◆ DATA LINES:
<<<<
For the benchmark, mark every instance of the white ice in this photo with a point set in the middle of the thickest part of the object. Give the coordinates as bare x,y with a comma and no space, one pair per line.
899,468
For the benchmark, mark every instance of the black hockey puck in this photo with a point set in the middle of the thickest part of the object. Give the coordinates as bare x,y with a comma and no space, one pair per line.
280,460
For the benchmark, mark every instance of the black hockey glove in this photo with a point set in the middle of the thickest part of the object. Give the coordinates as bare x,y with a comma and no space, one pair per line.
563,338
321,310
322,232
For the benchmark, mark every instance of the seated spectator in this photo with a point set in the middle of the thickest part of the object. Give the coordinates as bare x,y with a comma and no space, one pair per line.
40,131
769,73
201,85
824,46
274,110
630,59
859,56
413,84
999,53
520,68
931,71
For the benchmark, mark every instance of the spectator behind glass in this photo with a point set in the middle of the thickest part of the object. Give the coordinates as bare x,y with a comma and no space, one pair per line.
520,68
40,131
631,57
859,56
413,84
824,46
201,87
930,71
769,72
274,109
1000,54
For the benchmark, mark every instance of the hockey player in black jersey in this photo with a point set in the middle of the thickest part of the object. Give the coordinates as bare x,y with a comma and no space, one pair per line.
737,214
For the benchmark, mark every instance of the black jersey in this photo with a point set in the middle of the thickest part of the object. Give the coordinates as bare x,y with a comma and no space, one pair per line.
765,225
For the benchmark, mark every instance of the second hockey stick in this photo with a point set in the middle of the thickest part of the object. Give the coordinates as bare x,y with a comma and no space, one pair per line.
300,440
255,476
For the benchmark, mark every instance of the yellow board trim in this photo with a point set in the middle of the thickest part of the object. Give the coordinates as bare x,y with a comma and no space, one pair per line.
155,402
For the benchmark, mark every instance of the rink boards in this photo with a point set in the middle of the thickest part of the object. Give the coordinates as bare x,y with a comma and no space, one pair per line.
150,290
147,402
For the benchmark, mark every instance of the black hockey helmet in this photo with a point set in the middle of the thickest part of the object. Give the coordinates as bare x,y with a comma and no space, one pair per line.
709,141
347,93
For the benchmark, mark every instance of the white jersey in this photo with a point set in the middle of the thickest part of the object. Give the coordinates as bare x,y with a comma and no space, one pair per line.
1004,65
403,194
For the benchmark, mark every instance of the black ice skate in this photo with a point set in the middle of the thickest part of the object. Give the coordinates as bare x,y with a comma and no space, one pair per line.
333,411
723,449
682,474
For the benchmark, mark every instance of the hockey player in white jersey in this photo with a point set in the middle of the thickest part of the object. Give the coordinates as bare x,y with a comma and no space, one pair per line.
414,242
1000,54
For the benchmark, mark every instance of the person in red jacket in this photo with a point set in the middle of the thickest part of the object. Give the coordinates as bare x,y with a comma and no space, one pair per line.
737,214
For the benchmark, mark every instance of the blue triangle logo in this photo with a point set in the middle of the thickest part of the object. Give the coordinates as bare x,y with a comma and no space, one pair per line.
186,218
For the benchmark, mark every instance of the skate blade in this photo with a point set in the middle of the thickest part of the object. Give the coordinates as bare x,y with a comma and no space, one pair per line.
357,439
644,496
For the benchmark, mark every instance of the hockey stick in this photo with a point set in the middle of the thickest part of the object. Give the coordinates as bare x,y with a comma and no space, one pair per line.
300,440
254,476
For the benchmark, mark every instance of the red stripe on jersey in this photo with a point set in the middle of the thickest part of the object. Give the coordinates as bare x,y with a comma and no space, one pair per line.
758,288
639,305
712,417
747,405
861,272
>>>>
<<<<
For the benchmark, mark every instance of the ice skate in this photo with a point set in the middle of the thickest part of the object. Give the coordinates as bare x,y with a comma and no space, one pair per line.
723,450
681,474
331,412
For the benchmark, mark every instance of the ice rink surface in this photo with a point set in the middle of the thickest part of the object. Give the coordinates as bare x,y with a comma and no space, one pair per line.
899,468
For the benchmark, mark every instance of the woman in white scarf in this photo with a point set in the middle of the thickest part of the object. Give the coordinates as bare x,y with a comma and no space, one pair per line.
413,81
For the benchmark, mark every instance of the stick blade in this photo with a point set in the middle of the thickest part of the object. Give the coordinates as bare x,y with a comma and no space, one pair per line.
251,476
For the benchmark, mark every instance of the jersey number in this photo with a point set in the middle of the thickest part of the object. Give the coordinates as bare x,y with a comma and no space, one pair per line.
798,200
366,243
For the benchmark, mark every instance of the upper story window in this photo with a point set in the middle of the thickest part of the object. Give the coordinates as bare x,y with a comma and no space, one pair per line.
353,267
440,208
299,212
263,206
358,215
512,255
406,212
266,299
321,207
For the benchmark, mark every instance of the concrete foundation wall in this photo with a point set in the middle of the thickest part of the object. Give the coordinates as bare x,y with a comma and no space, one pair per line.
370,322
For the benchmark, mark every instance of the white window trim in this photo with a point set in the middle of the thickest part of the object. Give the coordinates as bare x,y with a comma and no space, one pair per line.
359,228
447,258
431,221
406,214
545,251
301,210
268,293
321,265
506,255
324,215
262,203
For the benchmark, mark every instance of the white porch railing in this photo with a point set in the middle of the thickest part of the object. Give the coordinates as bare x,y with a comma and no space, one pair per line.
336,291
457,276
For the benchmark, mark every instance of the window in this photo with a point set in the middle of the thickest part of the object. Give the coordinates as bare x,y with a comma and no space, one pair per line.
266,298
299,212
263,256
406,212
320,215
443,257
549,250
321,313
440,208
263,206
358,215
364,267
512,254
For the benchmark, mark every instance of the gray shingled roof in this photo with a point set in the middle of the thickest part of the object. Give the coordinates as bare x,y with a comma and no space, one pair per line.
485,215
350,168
>>>>
◆ WHAT THE EXERCISE ASKS: Extract every line of the items above that contains the word "player", and copy each such line in full.

◆ FINISHED EXERCISE:
For the benchmark, mark every instance of the hockey player in black jersey in this photo with a point set in the middle of the thickest part of the object. Give the coordinates as bare x,y with a comma and no space, one pair per line.
For the benchmark, mark every instance of the hockey player in white jersey in this photo with a point set in the middle of the thickest part of the object. Give the coordinates as bare x,y with a comma and no space, one pair per line.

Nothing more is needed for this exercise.